▸ Source data:

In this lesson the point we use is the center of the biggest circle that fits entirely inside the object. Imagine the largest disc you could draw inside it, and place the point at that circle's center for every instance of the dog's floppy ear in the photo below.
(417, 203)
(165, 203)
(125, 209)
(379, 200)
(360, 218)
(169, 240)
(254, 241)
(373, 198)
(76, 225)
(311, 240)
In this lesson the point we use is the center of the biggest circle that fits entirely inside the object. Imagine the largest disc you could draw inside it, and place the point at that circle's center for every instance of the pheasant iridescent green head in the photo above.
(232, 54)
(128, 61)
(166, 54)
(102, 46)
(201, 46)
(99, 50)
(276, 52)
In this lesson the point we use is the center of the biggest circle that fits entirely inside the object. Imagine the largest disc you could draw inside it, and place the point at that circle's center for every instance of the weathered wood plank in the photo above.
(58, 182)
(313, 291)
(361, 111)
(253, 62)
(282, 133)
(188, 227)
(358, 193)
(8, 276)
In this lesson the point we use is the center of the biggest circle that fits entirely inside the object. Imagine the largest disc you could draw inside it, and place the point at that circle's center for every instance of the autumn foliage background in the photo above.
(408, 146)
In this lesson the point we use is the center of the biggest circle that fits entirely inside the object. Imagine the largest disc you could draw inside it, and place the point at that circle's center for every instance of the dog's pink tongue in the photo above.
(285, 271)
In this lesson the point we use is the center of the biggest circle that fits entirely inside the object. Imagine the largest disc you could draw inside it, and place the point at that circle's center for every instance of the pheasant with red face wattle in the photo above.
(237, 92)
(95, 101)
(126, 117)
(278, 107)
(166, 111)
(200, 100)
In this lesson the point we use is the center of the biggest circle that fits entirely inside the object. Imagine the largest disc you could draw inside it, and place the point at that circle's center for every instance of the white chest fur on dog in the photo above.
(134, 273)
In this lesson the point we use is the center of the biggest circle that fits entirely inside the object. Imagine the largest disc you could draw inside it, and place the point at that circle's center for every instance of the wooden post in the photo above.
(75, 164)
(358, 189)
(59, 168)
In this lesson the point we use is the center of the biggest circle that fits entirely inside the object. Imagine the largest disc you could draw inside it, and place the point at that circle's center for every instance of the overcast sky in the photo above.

▸ What is needed:
What is needed here is an exact transcription of the records above.

▸ Answer space:
In this lesson the point we use is the center of the biggest circle that fits entirely inside the object. Imagine the largest disc you could draw inside it, and place the point at that circle's center for every instance of the dog's floppy ear in the photo below.
(417, 203)
(165, 203)
(125, 209)
(379, 200)
(360, 218)
(169, 240)
(254, 241)
(373, 198)
(76, 225)
(311, 240)
In this lesson the point we use is the center of the biggest circle that fits entirely inside the object. Imagine the largest disc you could draw inside it, and place the point at that circle's center for every instance of the pheasant iridescent green head in the photo above.
(232, 54)
(128, 61)
(166, 54)
(102, 46)
(201, 46)
(99, 50)
(276, 52)
In this lesson the point we use is the center of the biggest circle that fits entirely inside the object. Imagine the largest disc you could draw inside it, and place the point at that circle's center for every instance of the weathered wood plank in the photo above.
(58, 182)
(313, 291)
(361, 111)
(253, 62)
(282, 133)
(188, 227)
(358, 193)
(8, 276)
In this lesson the point we use is the center of the biggest circle that fits entirely inside the object. Imagine the largest disc you could draw inside it, and place the point at that circle's center for every instance of the autumn foliage background in the photo above.
(408, 146)
In this lesson the point we use is the center of the biggest circle that fits entirely inside the object. Imagine the largest disc you could draw inside it, and place the point at that circle's center for every instance of the dog's pink tongue in the photo above.
(285, 271)
In this lesson the point we use is the center of the biggest circle that fits entirely inside the object. Imagine the largest disc you could draw inside it, and place the point at that circle's center for every instance of the pheasant with red face wattle in the photo above.
(237, 92)
(95, 101)
(126, 117)
(278, 107)
(166, 111)
(200, 100)
In this lesson the point we use is the center of the biggest circle that fits entirely inside the object. Imagine the largest disc you could draw inside it, and place the point at that circle's center for every instance of the white chest fur on dog in the photo above.
(134, 273)
In this lesson the point we use is the center of the biggest circle that fits entirely inside the object. Imagine the largest disc you could draw inside it, and place the point at that circle's center for every instance of the wooden post in the photo above.
(75, 164)
(358, 189)
(59, 168)
In this lesson the point we use is the center of the biggest circle that fits entirely inside the object. Imagine the largest disc you could draw inside it, and place the point at that circle's center for every instance of the overcast sky in the photo above.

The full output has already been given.